**Goal of the exercise:**
From the article on Boston's billionaires below, reproduce word for word the passage that starts at "Boston’s Billionaires Club" and stops after "area’s highest-net-worth tycoons.".
___ Passage to read
Boston’s Billionaires Club
They’re rich. They’re powerful. And combined, they’re worth more than the GDP of a small country. These are our area’s highest-net-worth tycoons.
Michael Stern has the goods on the one percent. His vast repository of intel on Massachusetts’ millionaires and billionaires, called AffluenceIQ, is packed with everything from their biographies and hobbies to the values of their enviable manses down the Cape. “My kids call me a stalker,” says Stern, who curates his subscription-based database by poring over public records and following tips. Who needs all of this inside information? Think hedge fund managers and real estate agents, not to mention the state’s many charitable organizations and colleges. We partnered with AffluenceIQ to bolster our look at the area’s wealthiest power players.
1. Sheldon Adelson
Born to limited means in Dorchester, this self-made casino mogul amassed his fortune in fields as diverse as candy machines and trade-show organizing before settling in as CEO of the Las Vegas Sands Corporation. And Adelson, a prominent GOP donor who has infamously dabbled in newspapers, hasn’t shied away from using his wealth to influence politics and boost nonprofits in the Hub, even siphoning a cool $1 million into last year’s campaign to quash marijuana legalization. Though he spends much of his time on the Strip, he still comes home to a sprawling $5.5 million estate in Newton.
2. Abigail Johnson
3. Ned Johnson III
When Ned Johnson III, the longtime head of Fidelity, announced his retirement last year, it surprised no one when his daughter Abigail was coronated as chairwoman of the company founded by her grandfather Edward C. Johnson II in 1946. Named CEO in 2014, the 55-year-old Milton resident is now calling all the shots at a firm that has more than $2 trillion in assets—and continuing to quietly flex her philanthropic muscles as well. Look for Abigail and the rest of the powerful Johnson clan on boards shaping the arts, the Ivy League, medicine, public parks, and more.
4. John Grayken
Proficient in the dark arts of the distressed-assets business, the Lone Star Funds founder has enough money to live wherever he damn well pleases. His list of addresses includes the whole of Cohasset’s Whitehead Island and Millennium Tower’s 13,000-square-foot penthouse (at $33 million, the most expensive condo ever sold in Boston). But those are just part-time pads: After renouncing his U.S. citizenship in 1999 for tax purposes, he now spends most of his time overseas, where he owns a $70 million mansion in London and the sprawling Irish estate featured in the 1976 movie The Omen.
______
___ Data to examine
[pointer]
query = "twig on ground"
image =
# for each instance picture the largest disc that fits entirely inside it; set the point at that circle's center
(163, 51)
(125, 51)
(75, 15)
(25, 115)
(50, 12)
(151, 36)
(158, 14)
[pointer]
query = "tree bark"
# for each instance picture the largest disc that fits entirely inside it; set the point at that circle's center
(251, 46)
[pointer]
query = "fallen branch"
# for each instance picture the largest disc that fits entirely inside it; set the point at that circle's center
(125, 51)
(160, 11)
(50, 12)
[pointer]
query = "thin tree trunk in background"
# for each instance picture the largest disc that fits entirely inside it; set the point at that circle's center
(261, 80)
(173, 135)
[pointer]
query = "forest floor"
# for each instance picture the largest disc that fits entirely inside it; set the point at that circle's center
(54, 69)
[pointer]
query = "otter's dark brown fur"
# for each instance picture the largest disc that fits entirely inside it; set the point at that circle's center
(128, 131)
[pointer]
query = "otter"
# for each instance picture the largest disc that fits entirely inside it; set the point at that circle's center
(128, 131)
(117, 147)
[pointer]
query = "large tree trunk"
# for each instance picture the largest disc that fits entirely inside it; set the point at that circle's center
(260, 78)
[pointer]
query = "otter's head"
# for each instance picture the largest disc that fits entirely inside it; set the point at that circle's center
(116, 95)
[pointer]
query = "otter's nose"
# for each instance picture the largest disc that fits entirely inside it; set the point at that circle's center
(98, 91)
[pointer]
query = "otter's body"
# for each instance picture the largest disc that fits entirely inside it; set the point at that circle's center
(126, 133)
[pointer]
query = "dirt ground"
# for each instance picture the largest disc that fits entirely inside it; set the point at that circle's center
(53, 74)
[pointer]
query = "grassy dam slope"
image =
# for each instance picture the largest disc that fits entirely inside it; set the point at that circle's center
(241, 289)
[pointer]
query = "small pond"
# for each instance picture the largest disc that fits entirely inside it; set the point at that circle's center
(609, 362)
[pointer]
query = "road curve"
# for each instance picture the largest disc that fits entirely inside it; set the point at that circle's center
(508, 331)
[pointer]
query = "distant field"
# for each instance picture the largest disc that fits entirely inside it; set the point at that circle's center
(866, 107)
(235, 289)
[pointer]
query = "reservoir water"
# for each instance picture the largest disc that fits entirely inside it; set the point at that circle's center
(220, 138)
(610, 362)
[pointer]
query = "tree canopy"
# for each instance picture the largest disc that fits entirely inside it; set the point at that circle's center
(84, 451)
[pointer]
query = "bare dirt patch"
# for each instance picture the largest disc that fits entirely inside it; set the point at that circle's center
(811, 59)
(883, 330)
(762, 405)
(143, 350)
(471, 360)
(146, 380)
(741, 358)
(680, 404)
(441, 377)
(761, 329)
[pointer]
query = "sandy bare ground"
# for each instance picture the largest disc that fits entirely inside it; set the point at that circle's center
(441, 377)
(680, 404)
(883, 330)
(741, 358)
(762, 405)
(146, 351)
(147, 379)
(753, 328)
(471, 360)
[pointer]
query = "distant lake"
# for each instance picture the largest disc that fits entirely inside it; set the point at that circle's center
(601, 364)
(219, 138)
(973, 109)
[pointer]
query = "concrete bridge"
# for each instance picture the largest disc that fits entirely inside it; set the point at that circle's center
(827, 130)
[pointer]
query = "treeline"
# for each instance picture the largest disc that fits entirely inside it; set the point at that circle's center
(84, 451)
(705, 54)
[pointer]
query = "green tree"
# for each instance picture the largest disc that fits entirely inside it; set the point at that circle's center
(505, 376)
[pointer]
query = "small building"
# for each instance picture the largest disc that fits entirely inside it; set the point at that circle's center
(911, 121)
______
**Task solution:**
Boston’s Billionaires Club
They’re rich. They’re powerful. And combined, they’re worth more than the GDP of a small country. These are our area’s highest-net-worth tycoons.